_Ausgewählter Text_.
# # # # # # #

Und die Schweiz ist eine riesige Golddrehscheibe – das Material kommt ins Land, wird von einer der fünf grossen Raffinerien veredelt und verlässt das Land wieder. Das meiste jedenfalls. Mit exakten Zahlen ist es schwierig. «Es ändert sich auch je nach Nachfrage von Quartal zu Quartal», erklärt Montmollin.

Grundsätzlich kommt Gold in zwei Formen in die Schweiz: direkt von Minen, wo es frisch geschürft wurde, oder als bereits raffiniertes Material, das rezykliert oder höherwertig raffiniert werden soll. Dazu gehört auch eine Menge Bankgold, das zwischen der Schweiz und den in London ansässigen Depotbanken hin und her transportiert und regelmässig neu verarbeitet wird, damit es industriell weiterverwendet werden kann.  

Zahlen und Fakten

205’238
Tonnen Gold hat die Menschheit bis Ende 2021 gefördert. Dies entspricht einem Würfel mit einer Kantenlänge von 21,99 Metern. Dieser Würfel wächst jedes Jahr um einige Zentimeter.

3000 bis 3500
Tonnen Gold werden jährlich neu gefördert. 

54’000 
Tonnen weitere Goldvorkommen sind weltweit bekannt, die sich mit den aktuellen technischen Mitteln abbauen lassen. Die grössten liegen in Kanada, Südafrika, USA, Australien, Russland, Chile, China, Indonesien, Mexiko und Papua-Neuguinea.

Rund 15 Prozent sämtlichen Minengolds werde in der Schweiz raffiniert, sagt Montmollin und verweist auf Statistiken der London Bullion Market Association. Und gar 70 bis 80 Prozent des globalen rezyklierten Golds. Marc Ummel (29), beim Hilfswerk Swissaid für Rohstoffe zuständig und ein langjähriger Beobachter der Goldindustrie, schätzt, dass «mehr als 50 Prozent» sämtlichen auf der Welt gehandelten Goldes durch die Schweiz fliesst. Insgesamt zwischen 2100 und 2700 Tonnen pro Jahr.

# # # # # # #

_Erfasste Daten_.
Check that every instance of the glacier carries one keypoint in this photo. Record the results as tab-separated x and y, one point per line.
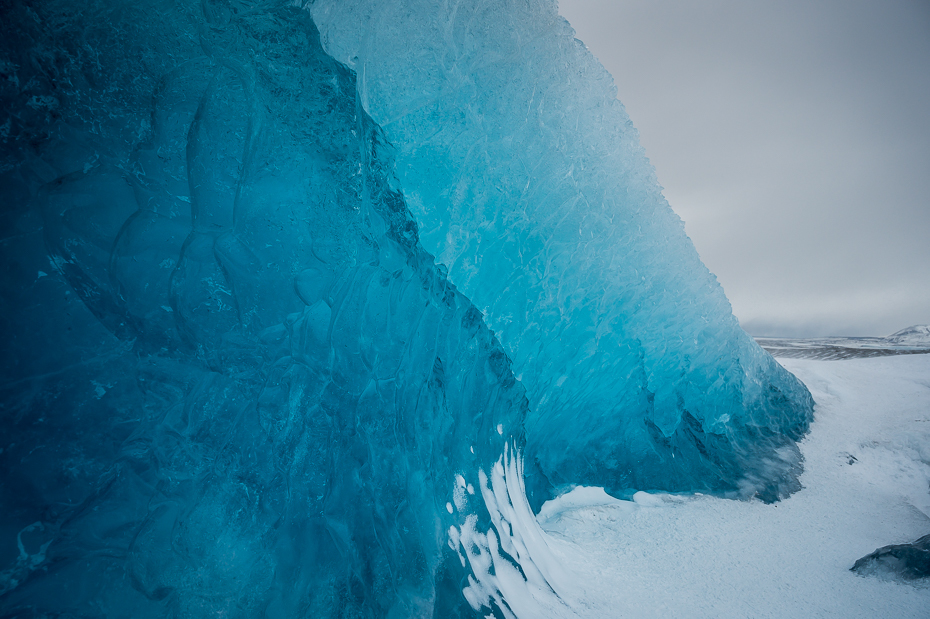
236	380
528	181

# # # # # # #

_Übungsaufgaben_.
(A) Wie viele Tonnen Gold werden laut dem Text über den Goldhandel der Schweiz jedes Jahr neu gefördert?
(B) Ändern Sie im Text über den Goldhandel der Schweiz alles von „Grundsätzlich kommt Gold“ bis hinunter zu „weiterverwendet werden kann.“, indem Sie diesen Abschnitt wiedergeben und darin „Bankgold“ durch „Barrengold“ ersetzen.
Stützen Sie sich ausschließlich auf den Text.

_Gelöste Übung_.
(A) 3000 bis 3500 Tonnen.

(B)
Grundsätzlich kommt Gold in zwei Formen in die Schweiz: direkt von Minen, wo es frisch geschürft wurde, oder als bereits raffiniertes Material, das rezykliert oder höherwertig raffiniert werden soll. Dazu gehört auch eine Menge Barrengold, das zwischen der Schweiz und den in London ansässigen Depotbanken hin und her transportiert und regelmässig neu verarbeitet wird, damit es industriell weiterverwendet werden kann.